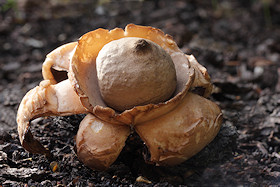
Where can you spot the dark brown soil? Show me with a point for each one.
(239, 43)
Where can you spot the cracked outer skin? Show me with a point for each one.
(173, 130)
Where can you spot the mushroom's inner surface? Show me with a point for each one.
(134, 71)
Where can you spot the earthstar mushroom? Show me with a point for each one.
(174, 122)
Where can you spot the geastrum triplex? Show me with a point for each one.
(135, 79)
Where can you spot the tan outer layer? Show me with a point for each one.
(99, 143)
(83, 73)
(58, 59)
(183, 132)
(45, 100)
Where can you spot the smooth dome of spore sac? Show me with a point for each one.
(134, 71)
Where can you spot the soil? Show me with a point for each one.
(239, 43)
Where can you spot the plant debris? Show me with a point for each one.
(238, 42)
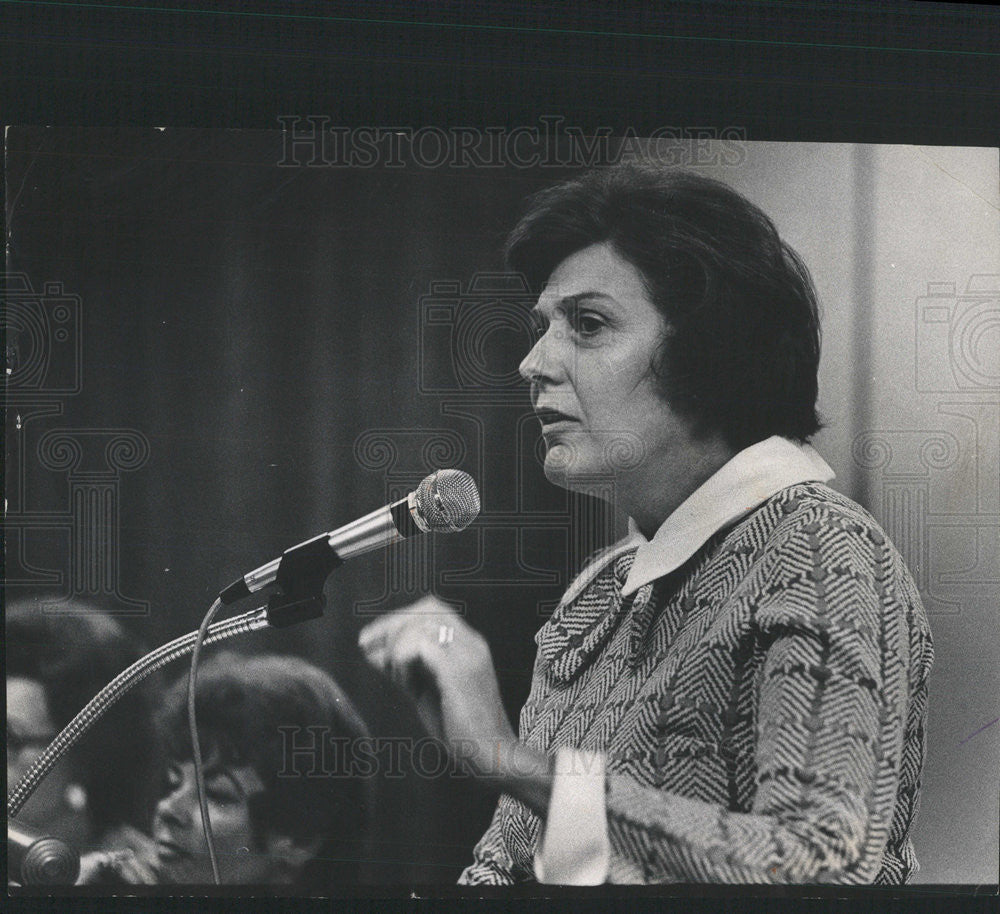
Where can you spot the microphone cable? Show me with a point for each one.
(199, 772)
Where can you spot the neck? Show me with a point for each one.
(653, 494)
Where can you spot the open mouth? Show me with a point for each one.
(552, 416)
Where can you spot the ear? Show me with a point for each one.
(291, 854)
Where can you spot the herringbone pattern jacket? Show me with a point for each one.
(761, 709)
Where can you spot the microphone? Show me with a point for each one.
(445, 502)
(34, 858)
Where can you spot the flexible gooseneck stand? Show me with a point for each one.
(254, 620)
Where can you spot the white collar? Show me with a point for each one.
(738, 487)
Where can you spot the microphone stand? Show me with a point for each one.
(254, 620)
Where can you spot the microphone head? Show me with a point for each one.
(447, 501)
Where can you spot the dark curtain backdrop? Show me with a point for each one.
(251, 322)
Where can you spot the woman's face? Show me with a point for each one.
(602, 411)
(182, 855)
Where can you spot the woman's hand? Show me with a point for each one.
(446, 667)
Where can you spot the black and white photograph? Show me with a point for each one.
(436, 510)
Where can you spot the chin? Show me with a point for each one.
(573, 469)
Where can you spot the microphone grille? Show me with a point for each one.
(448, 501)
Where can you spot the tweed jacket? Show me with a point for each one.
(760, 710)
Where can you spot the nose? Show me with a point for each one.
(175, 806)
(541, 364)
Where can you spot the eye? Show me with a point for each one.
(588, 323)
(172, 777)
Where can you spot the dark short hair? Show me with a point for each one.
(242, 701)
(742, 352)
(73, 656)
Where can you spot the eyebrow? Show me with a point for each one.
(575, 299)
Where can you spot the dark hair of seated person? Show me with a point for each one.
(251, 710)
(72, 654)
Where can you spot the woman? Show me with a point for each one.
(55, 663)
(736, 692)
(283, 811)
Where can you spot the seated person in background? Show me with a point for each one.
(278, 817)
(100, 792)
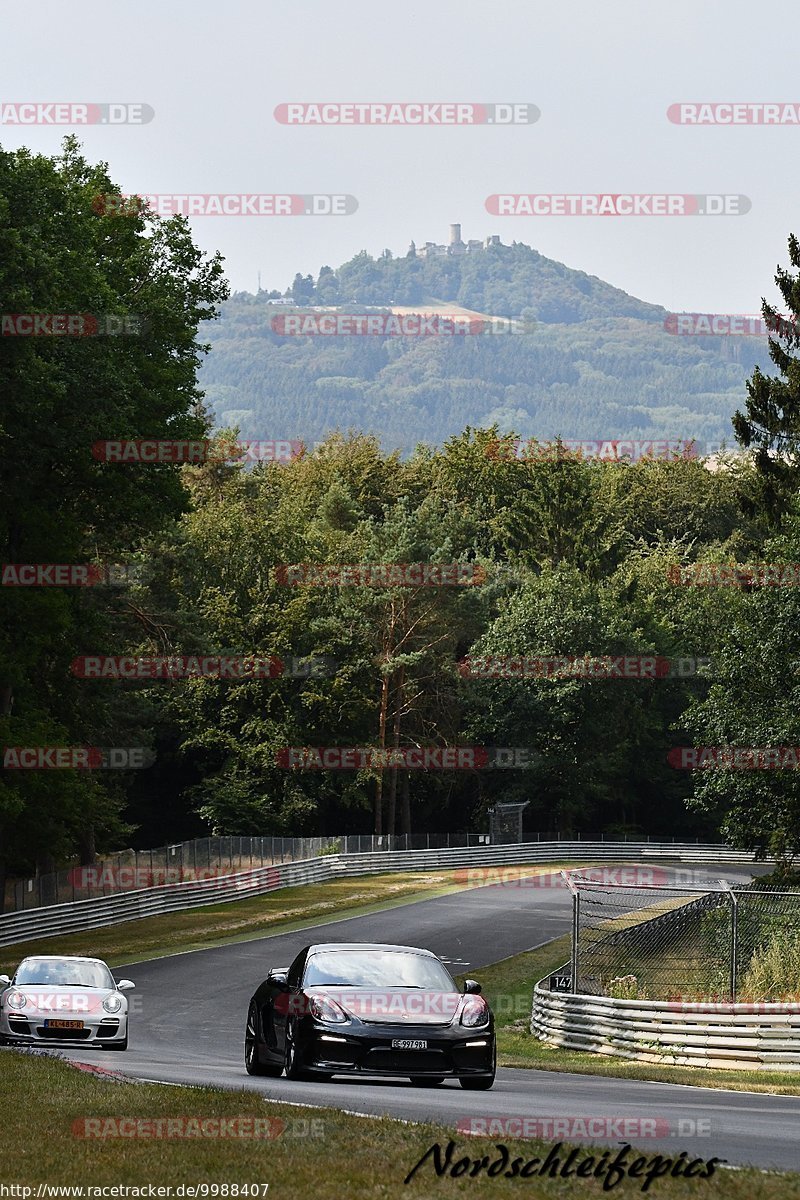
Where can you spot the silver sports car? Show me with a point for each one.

Job ▸ Copy the records word for word in the stretch from the line containing "Where can you spot the nose?" through the end of the records, leaving the pictures out of your answer.

Output for this exercise ▸
Where can you spot the nose? Show me with a point for each one.
(175, 806)
(541, 364)
Where can you spot the eye? Show me with a point for each one.
(588, 323)
(172, 777)
Where can you spot the dark short hair? Show me with a point for each one.
(242, 701)
(742, 352)
(73, 656)
Where can you spot the eyebrow? Show me with a point for each one.
(575, 299)
Where can you spot the dark hair of seated person? Show me with a point for each one.
(251, 710)
(72, 654)
Where can you spot the woman? Show me with a point for each one.
(55, 663)
(736, 692)
(283, 811)
Where can you spot the seated person in background? Show me with a point for each one.
(278, 817)
(100, 792)
Where can you spot the silver sports car? Show me with a point for each one.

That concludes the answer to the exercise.